WRITTEN INSTRUCTION ▸
Rewrite the listing from the line containing "Task: place one keypoint per instance of the silhouetted" through the end of the listing, both ends included, keeping each line and raising every keypoint coordinate by 3. Leave the pictures out of your answer.

##### MATERIAL FOR THIS EXERCISE

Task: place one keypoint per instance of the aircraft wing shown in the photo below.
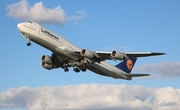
(135, 75)
(108, 55)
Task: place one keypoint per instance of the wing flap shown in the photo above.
(107, 55)
(135, 75)
(142, 54)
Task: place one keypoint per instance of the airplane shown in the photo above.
(66, 55)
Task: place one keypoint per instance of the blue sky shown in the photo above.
(95, 25)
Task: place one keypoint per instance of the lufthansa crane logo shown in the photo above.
(129, 64)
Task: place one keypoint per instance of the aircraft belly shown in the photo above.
(103, 69)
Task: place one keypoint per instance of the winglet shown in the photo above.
(127, 65)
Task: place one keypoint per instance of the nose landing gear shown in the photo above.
(29, 43)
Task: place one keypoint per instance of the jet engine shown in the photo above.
(47, 62)
(117, 55)
(46, 59)
(87, 54)
(47, 66)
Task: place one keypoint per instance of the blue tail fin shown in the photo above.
(127, 65)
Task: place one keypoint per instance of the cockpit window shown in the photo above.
(30, 21)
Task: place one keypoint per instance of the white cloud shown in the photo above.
(162, 70)
(39, 13)
(92, 96)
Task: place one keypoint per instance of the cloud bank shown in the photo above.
(161, 70)
(92, 96)
(39, 13)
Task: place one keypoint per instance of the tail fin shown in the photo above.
(127, 65)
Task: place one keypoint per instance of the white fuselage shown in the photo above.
(63, 48)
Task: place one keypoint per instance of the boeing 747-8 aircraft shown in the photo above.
(66, 55)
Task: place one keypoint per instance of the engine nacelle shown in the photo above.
(87, 54)
(117, 55)
(46, 59)
(47, 66)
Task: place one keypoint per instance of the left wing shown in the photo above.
(98, 56)
(115, 55)
(135, 75)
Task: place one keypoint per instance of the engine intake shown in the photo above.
(117, 55)
(87, 54)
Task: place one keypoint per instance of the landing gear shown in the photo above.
(29, 43)
(66, 70)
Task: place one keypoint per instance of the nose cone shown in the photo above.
(20, 26)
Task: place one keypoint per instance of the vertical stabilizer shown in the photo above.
(127, 65)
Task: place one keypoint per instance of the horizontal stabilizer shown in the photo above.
(135, 75)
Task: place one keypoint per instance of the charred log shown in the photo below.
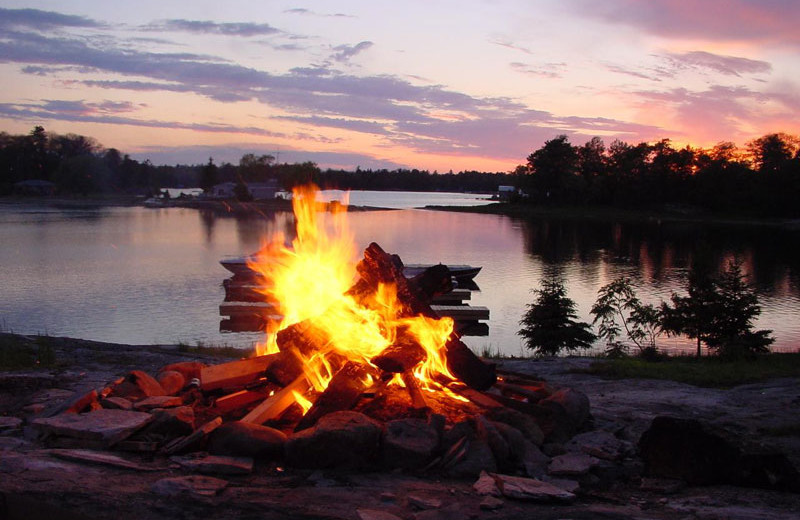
(342, 393)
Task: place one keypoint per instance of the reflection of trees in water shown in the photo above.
(770, 256)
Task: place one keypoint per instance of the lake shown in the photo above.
(152, 276)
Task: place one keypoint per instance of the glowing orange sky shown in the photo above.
(432, 85)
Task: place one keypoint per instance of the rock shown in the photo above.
(215, 464)
(562, 414)
(520, 488)
(171, 381)
(188, 369)
(171, 422)
(491, 504)
(9, 423)
(601, 444)
(247, 440)
(104, 426)
(477, 457)
(190, 485)
(409, 443)
(522, 422)
(341, 439)
(423, 503)
(158, 401)
(145, 383)
(690, 450)
(116, 403)
(572, 464)
(374, 514)
(534, 461)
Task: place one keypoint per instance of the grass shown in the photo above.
(18, 353)
(223, 351)
(706, 372)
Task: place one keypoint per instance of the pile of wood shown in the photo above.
(357, 420)
(245, 309)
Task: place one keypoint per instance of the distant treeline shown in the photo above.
(763, 179)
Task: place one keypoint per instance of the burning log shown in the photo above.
(342, 393)
(418, 401)
(234, 374)
(402, 355)
(277, 403)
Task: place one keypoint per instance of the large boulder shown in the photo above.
(341, 439)
(693, 451)
(240, 439)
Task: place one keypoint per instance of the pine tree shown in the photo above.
(549, 326)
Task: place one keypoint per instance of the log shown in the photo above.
(277, 403)
(239, 400)
(402, 355)
(418, 401)
(377, 266)
(235, 374)
(342, 393)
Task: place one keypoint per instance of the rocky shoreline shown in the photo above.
(36, 480)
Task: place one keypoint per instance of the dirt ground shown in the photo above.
(36, 484)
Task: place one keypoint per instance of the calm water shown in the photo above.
(141, 275)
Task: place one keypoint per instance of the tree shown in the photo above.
(694, 315)
(549, 326)
(733, 332)
(617, 307)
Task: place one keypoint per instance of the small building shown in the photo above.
(34, 188)
(225, 190)
(263, 190)
(506, 192)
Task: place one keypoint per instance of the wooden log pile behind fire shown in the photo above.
(371, 413)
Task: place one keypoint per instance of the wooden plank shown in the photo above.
(275, 405)
(234, 374)
(239, 399)
(462, 312)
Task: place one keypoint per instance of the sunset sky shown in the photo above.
(436, 85)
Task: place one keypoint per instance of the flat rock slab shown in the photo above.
(572, 464)
(104, 425)
(190, 485)
(520, 488)
(98, 457)
(216, 464)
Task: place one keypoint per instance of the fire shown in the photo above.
(310, 279)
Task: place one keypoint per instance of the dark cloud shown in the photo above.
(738, 20)
(209, 27)
(728, 65)
(345, 52)
(42, 20)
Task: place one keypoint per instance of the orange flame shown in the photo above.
(310, 279)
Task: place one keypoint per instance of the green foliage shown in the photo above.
(718, 311)
(707, 372)
(549, 325)
(618, 308)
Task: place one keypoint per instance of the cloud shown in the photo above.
(727, 65)
(345, 52)
(42, 20)
(723, 20)
(209, 27)
(548, 70)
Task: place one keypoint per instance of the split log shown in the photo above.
(402, 355)
(342, 393)
(234, 374)
(377, 266)
(418, 401)
(277, 403)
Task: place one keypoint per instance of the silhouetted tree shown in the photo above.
(549, 325)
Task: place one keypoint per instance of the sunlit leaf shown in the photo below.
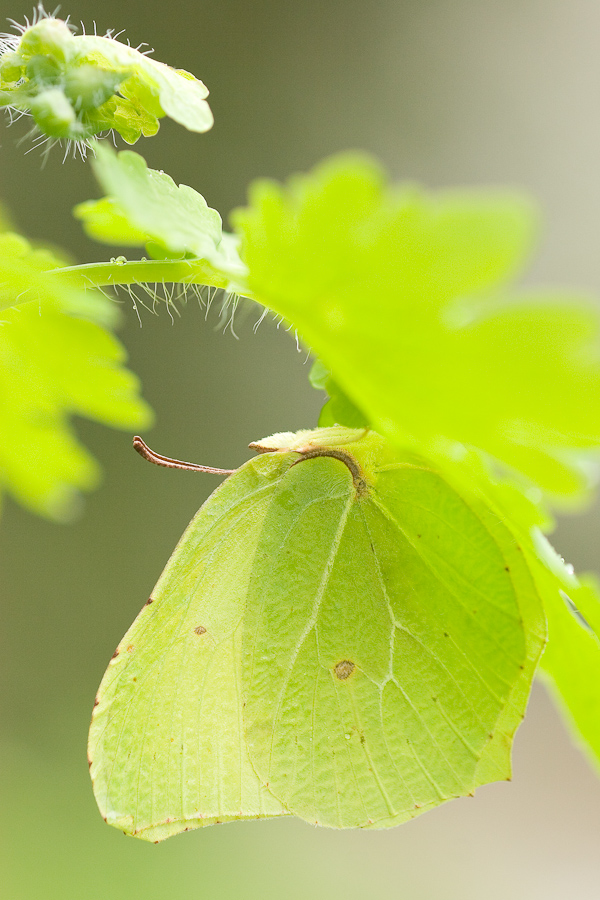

##########

TASK RESULT ▸
Task: place one keypoint per instance of the silhouetted tree shown in the photo above.
(552, 328)
Task: place one keypoint per instance of the sunlit leaf shown in the photo below.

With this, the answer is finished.